**Work item:**
Copy all data exactly. Skip pictures.

(Image-grounded pointing data)
========================

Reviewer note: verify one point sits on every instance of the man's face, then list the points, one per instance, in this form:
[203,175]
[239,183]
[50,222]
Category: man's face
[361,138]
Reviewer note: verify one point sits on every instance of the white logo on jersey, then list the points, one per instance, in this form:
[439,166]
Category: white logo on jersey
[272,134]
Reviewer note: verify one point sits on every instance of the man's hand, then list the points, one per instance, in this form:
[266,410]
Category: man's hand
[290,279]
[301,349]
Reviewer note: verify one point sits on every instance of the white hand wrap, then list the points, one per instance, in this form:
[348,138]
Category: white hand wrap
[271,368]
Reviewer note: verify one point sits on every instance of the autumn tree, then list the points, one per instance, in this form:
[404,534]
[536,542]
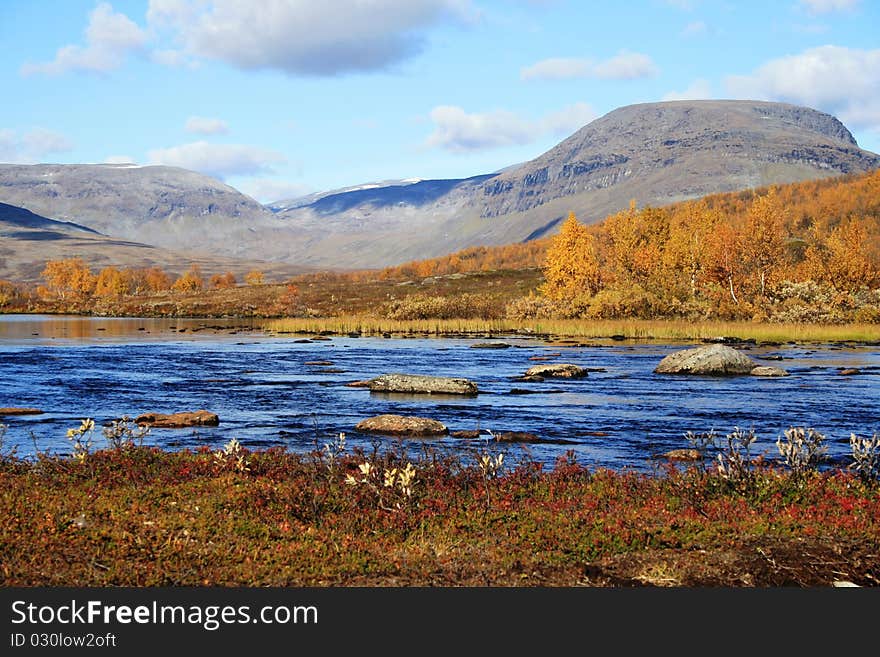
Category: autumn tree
[762,240]
[8,292]
[723,261]
[842,260]
[690,231]
[571,268]
[190,281]
[157,280]
[69,278]
[223,281]
[635,241]
[112,282]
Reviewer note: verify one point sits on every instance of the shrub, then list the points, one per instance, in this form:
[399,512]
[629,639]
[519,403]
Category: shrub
[802,449]
[465,306]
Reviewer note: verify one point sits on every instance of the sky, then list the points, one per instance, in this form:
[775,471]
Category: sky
[280,98]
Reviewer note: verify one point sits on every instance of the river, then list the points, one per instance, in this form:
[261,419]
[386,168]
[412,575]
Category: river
[268,390]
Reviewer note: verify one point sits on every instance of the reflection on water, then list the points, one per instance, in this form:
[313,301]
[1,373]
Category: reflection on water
[269,390]
[46,328]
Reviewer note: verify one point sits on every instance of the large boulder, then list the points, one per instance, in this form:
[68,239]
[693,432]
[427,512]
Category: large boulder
[402,425]
[421,384]
[178,420]
[557,370]
[714,360]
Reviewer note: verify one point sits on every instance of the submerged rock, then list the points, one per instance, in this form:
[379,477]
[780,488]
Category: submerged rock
[715,360]
[402,425]
[178,420]
[15,410]
[467,434]
[558,370]
[421,384]
[516,437]
[766,370]
[683,455]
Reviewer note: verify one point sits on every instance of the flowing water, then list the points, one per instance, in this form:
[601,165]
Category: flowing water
[290,391]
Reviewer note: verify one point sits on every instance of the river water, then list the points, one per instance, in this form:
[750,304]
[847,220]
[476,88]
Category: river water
[284,390]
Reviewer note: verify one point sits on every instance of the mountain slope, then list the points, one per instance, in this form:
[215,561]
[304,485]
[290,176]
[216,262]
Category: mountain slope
[655,153]
[28,241]
[162,206]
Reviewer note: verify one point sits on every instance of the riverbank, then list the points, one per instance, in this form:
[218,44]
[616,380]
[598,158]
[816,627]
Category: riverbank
[137,516]
[555,330]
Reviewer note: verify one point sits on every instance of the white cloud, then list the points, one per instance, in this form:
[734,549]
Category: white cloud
[267,190]
[697,90]
[626,66]
[109,36]
[695,28]
[173,59]
[839,80]
[303,37]
[32,146]
[816,7]
[119,159]
[557,68]
[569,119]
[623,66]
[218,160]
[202,125]
[460,132]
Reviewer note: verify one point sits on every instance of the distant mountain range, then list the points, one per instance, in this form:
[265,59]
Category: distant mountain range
[654,153]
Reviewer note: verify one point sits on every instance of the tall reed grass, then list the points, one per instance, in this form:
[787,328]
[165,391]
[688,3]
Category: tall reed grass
[573,328]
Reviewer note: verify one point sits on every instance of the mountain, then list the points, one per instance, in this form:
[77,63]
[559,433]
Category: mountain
[655,153]
[163,206]
[28,241]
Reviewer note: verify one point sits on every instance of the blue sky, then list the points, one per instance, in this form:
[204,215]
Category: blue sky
[284,97]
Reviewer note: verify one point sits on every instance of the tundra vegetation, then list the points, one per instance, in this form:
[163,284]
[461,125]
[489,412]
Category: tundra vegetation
[126,514]
[792,254]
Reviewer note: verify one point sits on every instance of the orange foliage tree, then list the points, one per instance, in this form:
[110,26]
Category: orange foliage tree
[157,280]
[571,269]
[190,281]
[69,279]
[223,281]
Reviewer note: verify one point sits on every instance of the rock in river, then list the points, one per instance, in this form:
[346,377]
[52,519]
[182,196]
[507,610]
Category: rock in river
[178,420]
[715,360]
[20,411]
[418,383]
[765,370]
[683,455]
[557,370]
[402,425]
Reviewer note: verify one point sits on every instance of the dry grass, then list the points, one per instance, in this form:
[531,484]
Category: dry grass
[676,330]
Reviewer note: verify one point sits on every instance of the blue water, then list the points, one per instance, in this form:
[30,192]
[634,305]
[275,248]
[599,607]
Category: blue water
[265,393]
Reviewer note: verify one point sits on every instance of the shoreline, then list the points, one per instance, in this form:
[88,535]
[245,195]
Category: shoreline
[555,331]
[270,518]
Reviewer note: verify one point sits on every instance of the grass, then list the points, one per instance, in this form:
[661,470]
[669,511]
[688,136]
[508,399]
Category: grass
[677,330]
[136,516]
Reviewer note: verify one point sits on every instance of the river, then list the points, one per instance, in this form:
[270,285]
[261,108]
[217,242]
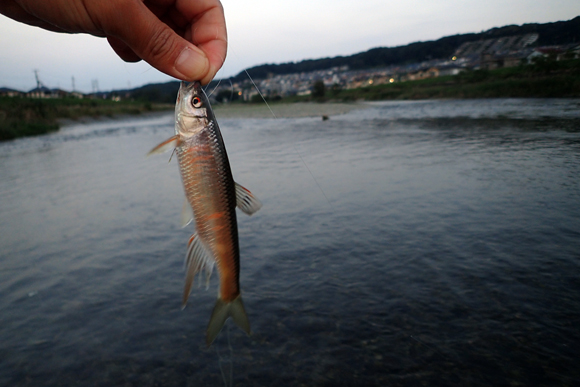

========================

**Answer box:**
Reviewer note: verify one point sits on every instance of the man's face, then list the points, one per instance, in this form:
[203,175]
[239,183]
[50,222]
Category: man's face
[361,138]
Reviewer note: verify one point sits on every instance of the white logo on jersey, then list the points, one per instance, in this form:
[439,166]
Category: white logo on jersey
[272,134]
Reviewer note: verify one point sits on every instance of the man's hand, then list the points, one per instance, in this form:
[266,410]
Category: man's hand
[290,279]
[301,349]
Reviewer note: verify one point sits on every instance of the white hand wrap, then list the points, one per instance, in this form:
[348,138]
Category: white hand wrap
[271,368]
Reviewer note: verify one point sits on every instance of the autumn tree, then list the points, one per instance, in this form:
[404,534]
[536,542]
Category: autumn tree
[762,240]
[8,292]
[723,261]
[842,260]
[690,231]
[571,268]
[190,281]
[157,280]
[69,278]
[223,281]
[635,241]
[112,282]
Reviewer note: verify one point sits on every instance of the shrub, then list the points, one per instance, in this form:
[399,512]
[629,639]
[519,403]
Category: shrub
[802,449]
[465,306]
Reviewer note: verify one point sits on every instance of the sky, then list the points, one per instance, in this form:
[775,471]
Category: sky
[280,98]
Reviewer note: verify one point sits on every instance of the river, then list the points, one per instance, in this form:
[261,419]
[386,168]
[412,575]
Category: river
[268,390]
Reviewer note: verify one point sits on every instance of the reflection on water, then list the points, one per instance, in this form:
[313,301]
[1,373]
Category: reflection on water
[269,390]
[46,328]
Reviewer note: verify one point sits on every instance of the large boulder, then list the points, one per instance, in this form:
[68,239]
[693,432]
[427,512]
Category: large boulder
[402,425]
[421,384]
[178,420]
[557,370]
[714,360]
Reviewer note: verify one point sits on every instance of the submerged rock, then list the points, one per instance, in this form:
[379,477]
[780,488]
Category: submerged rock
[715,360]
[402,425]
[178,420]
[15,410]
[467,434]
[558,370]
[421,384]
[516,437]
[766,370]
[683,455]
Reviewer note: verify one point sits on every instance of the flowing water, then list the points, one per instance, in this form:
[601,165]
Category: flowing water
[290,391]
Reviewer note: verify one point sits on every instance of the river water, then list the points, one per instance, in this form:
[750,304]
[847,220]
[476,88]
Category: river water
[284,390]
Reviewer note: verify one point sits on every instance of the mountain slope, then list the points, one per instance, in this form:
[215,561]
[304,485]
[290,176]
[216,262]
Category: mountain slope
[655,153]
[28,241]
[162,206]
Reviewer note: verify one point sits on every instance of the riverbank, then list the points, one per instance, in this form:
[218,44]
[616,380]
[598,158]
[816,627]
Category: riverbank
[137,516]
[555,330]
Reviewer note: verify one point sits on every instance of the white cloud, then list the points, one per instance, in this form:
[734,549]
Category: white cloud
[267,190]
[697,90]
[626,66]
[109,36]
[695,28]
[173,59]
[839,80]
[303,37]
[32,146]
[816,7]
[119,159]
[557,68]
[569,119]
[623,66]
[218,160]
[202,125]
[460,132]
Reviewer note: verify one point sits on every instance of the distant mountain range, then list the points, one per instance, in this form:
[265,59]
Category: distant mountain range
[654,153]
Reviewer note: verify one point sits on every instance of the tall reed grass, then list the points, one per instance, in this form:
[787,328]
[165,391]
[688,3]
Category: tall reed grass
[573,328]
Reviewer note: verify one point sits on every instance of the mountain, then list the points, one per instance, in this form:
[77,63]
[559,433]
Category: mountain
[655,153]
[163,206]
[28,241]
Reviewer note: verify one point sits on every instance of the blue sky, then list the points, one per instance, in this form:
[204,215]
Category: blue sky
[284,97]
Reviewer note: verify one point sits on every instance of the tundra vegetation, then list the points, one per instance, in this form:
[163,284]
[461,125]
[489,412]
Category: tundra vegetation
[126,514]
[792,254]
Reviewer note: verify one point sits on every instance of the orange foliage tree, then list the points, one per instance, in this form:
[110,26]
Category: orange foliage tree
[157,280]
[571,269]
[190,281]
[69,279]
[223,281]
Reviewer note: verify one point sits on every instance of the rock in river, then list the points, one per instance, in this form:
[346,377]
[52,519]
[182,196]
[507,610]
Category: rock in river
[178,420]
[715,360]
[20,411]
[418,383]
[765,370]
[683,455]
[557,370]
[402,425]
Reviewer note: verify one point sits on every instance of the dry grass, then list the points, one per instance, in this form:
[531,484]
Category: dry grass
[676,330]
Reviewer note: verify one point sits on every instance of the blue water, then list the points, one per instance, in this form:
[30,192]
[634,305]
[275,248]
[599,607]
Category: blue water
[265,393]
Reviewer note: verify one point sits on every instance of the shoreline, then list the points, one per instance, in this form:
[88,535]
[245,195]
Category: shoreline
[555,331]
[270,518]
Reviewer note: verify one point sits on every instance of the grass, then list the points, one per instance, in this form:
[661,470]
[669,511]
[688,136]
[508,399]
Category: grass
[677,330]
[136,516]
Reviewer note: verify one point sits on every instance of the river, then list the points, one per instance, in this form:
[270,285]
[261,108]
[217,242]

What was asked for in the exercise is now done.